# [The request]
Reproduce the bike thread from the words "Sorry for the" through "90 grams less.", swapping each "fork" for "front fork".
## start Extracted text
# My 14.2 lb 2009 F3 SL



## Dfrench200 (Jul 25, 2010)

Ive finished my upgrades... for now She rides like a dream!!

3T LTD 100mm stem
3T Ergonova Team Carbon handlebar
3T LTD Seatpost 
Fizik Antares Braided Saddle
Zipp Aero skewers
SRAM Powerdome 11-23
SRAM 1091R Chain
Zipp 303 tubular wheelset
Conti Competition Tires


----------



## mbaulfinger (Aug 2, 2007)

Nice upgrades. Great job! What are its ride characteristics?


----------



## heydtj (Jul 24, 2010)

Dfrench- great looking bike! What size cm frame are you riding!


----------



## cww180 (Aug 31, 2008)

Very nice!


----------



## Dfrench200 (Jul 25, 2010)

Sorry for the slow response... thanks for the nice comments!

Forgot to mention I also upgraded from the stock Felt 1.3 fork to the Felt 1.1 fork. Looks like the 1.1 has slightly less rake and weighs about 90 grams less.

As for ride characteristics... she handles beautifully, very responsive, quick in the corners and the acceleration is fantastic. I think the 400 grams of weight savings in the wheel set had a lot to do with it too. With the carbon upgrades and the tubular wheelset the ride is very comfortable. I did notice that while riding with no hands she is a little less stable a little more wobbly. Not sure if that is rider skill or bike related  

The frame is 54cm...

BTW I am strickly recreational rider with the need for speed (or potential speed)... or as I like to say I have a "Porche" bike with a "Hyundai" engine...


----------



## ETWN Stu (Feb 15, 2007)

Will take you a little time to get to get use to the fork. but you will be no hands before you know it..But not in a bunch I hope. You will find that the cornering will be outstanding on those tubes...Hyundai engine on tubular still = fun!

BTW same set up and frame as my partners - the wheels though but they may come for xmas if she lifts her game ;-)


----------



## stockracing (Sep 6, 2010)

Very nice bike


----------
## end Extracted text
## start Entries supplied
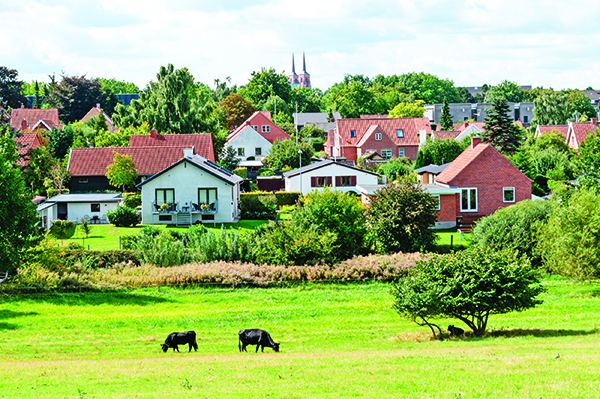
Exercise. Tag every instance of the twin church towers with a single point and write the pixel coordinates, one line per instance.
(302, 80)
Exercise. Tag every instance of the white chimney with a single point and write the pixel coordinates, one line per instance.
(422, 136)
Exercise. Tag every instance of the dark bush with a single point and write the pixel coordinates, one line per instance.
(123, 216)
(101, 259)
(258, 205)
(287, 198)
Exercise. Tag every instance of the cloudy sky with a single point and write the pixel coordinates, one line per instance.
(551, 43)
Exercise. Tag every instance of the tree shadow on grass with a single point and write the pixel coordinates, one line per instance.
(93, 298)
(534, 332)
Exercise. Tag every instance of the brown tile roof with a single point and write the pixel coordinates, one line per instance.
(201, 142)
(260, 118)
(33, 116)
(148, 160)
(410, 126)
## end Entries supplied
# [Exercise solution]
Sorry for the slow response... thanks for the nice comments!

Forgot to mention I also upgraded from the stock Felt 1.3 front fork to the Felt 1.1 front fork. Looks like the 1.1 has slightly less rake and weighs about 90 grams less.